Source data
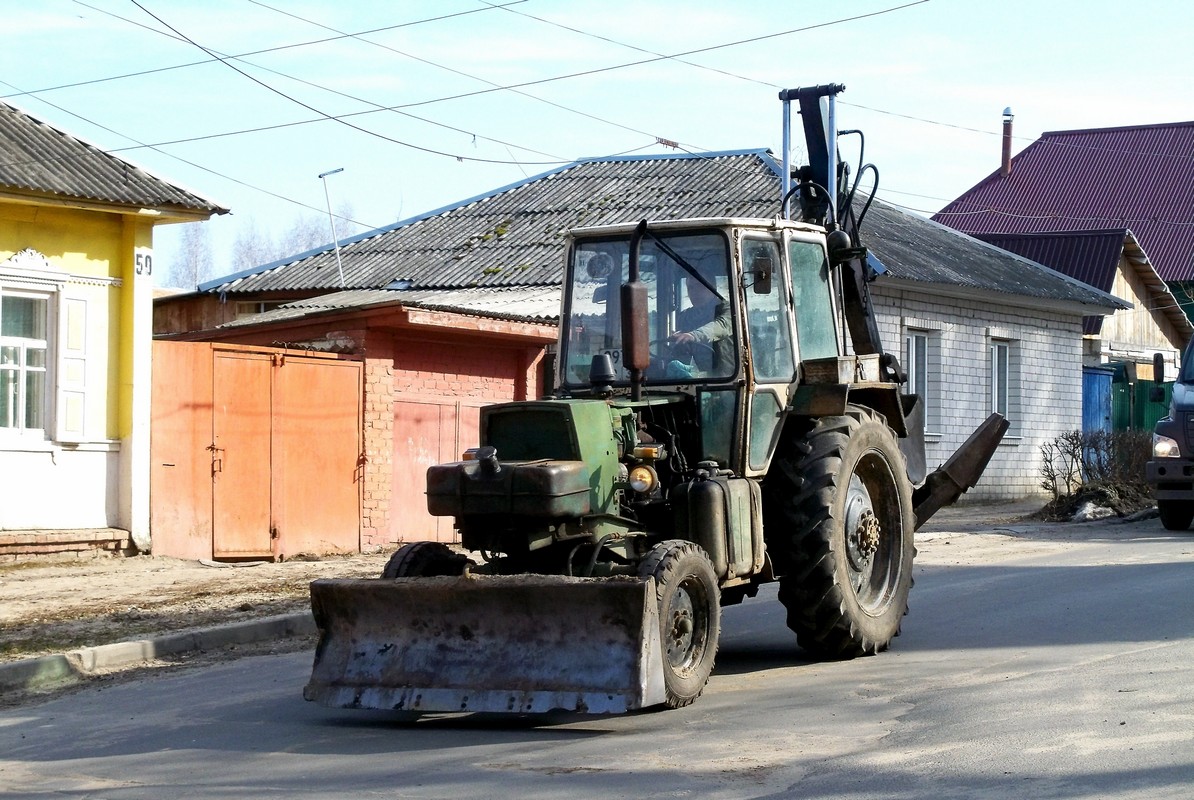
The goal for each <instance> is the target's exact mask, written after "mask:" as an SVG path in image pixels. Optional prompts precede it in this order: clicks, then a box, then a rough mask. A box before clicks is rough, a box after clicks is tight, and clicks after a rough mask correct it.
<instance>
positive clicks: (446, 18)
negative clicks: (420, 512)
mask: <svg viewBox="0 0 1194 800" xmlns="http://www.w3.org/2000/svg"><path fill="white" fill-rule="evenodd" d="M74 2H75V5H79V6H82V7H84V8H91V10H92V11H96V12H99V13H101V14H106V16H109V17H112V18H115V19H119V20H121V21H124V23H130V24H133V25H137V26H140V27H144V29H146V30H150V31H153V32H155V33H165V31H161V30H158V29H155V27H149V26H148V25H142V24H141V23H139V21H136V20H133V19H128V18H125V17H121V16H119V14H117V13H115V12H111V11H109V10H107V8H100V7H99V6H93V5H91V4H88V2H84V0H74ZM522 2H527V0H509V2H505V4H498V7H500V6H503V5H510V6H513V5H518V4H522ZM481 11H492V8H491V7H485V8H473V10H469V11H460V12H455V13H451V14H441V16H439V17H426V18H424V19H416V20H412V21H408V23H398V24H394V25H384V26H382V27H371V29H369V30H365V31H357V32H356V33H339V35H337V36H328V37H326V38H322V39H310V41H307V42H291V43H290V44H279V45H276V47H272V48H261V49H259V50H248V51H246V53H236V54H233V55H229V56H226V57H230V59H245V57H247V56H256V55H265V54H267V53H281V51H283V50H293V49H295V48H304V47H310V45H313V44H327V43H330V42H337V41H339V39H345V38H351V37H353V36H367V35H369V33H382V32H386V31H393V30H398V29H400V27H411V26H413V25H421V24H424V23H437V21H441V20H444V19H451V18H453V17H464V16H466V14H475V13H478V12H481ZM165 35H167V36H168V33H165ZM217 61H220V59H219V57H213V59H202V60H199V61H190V62H186V63H180V64H171V66H170V67H155V68H153V69H141V70H139V72H131V73H123V74H119V75H107V76H105V78H92V79H91V80H82V81H74V82H70V84H57V85H55V86H44V87H42V88H32V90H23V91H18V92H16V93H13V94H4V96H0V99H11V98H14V97H23V96H26V94H37V96H41V94H44V93H47V92H56V91H59V90H63V88H78V87H80V86H93V85H96V84H106V82H109V81H113V80H124V79H127V78H141V76H144V75H153V74H156V73H164V72H171V70H174V69H186V68H190V67H202V66H203V64H209V63H216V62H217ZM10 86H12V85H11V84H10ZM13 88H16V87H13Z"/></svg>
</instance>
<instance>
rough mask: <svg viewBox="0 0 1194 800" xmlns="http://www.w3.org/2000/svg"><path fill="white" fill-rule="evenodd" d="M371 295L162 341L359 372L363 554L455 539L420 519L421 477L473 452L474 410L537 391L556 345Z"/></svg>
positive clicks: (320, 302)
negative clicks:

» JOB ITEM: Pick out each line in the records that contains the word "negative", and copy those lines in full.

» SOLUTION TO THE PROBLEM:
negative clicks: (420, 512)
negative clicks:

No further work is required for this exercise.